# Listed entries

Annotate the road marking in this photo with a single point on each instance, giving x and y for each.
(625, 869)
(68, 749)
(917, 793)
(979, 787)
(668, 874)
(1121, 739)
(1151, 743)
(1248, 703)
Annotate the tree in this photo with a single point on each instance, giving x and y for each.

# Exercise task
Write the entire listing out again, word for word.

# Exercise output
Annotate the road marking in this photo with a single point on each instance, giving x and y for each.
(625, 869)
(68, 749)
(917, 793)
(979, 787)
(668, 874)
(1121, 739)
(1151, 743)
(1248, 703)
Annotate the tree in this photo with a single point on each instance, giving x and y for each.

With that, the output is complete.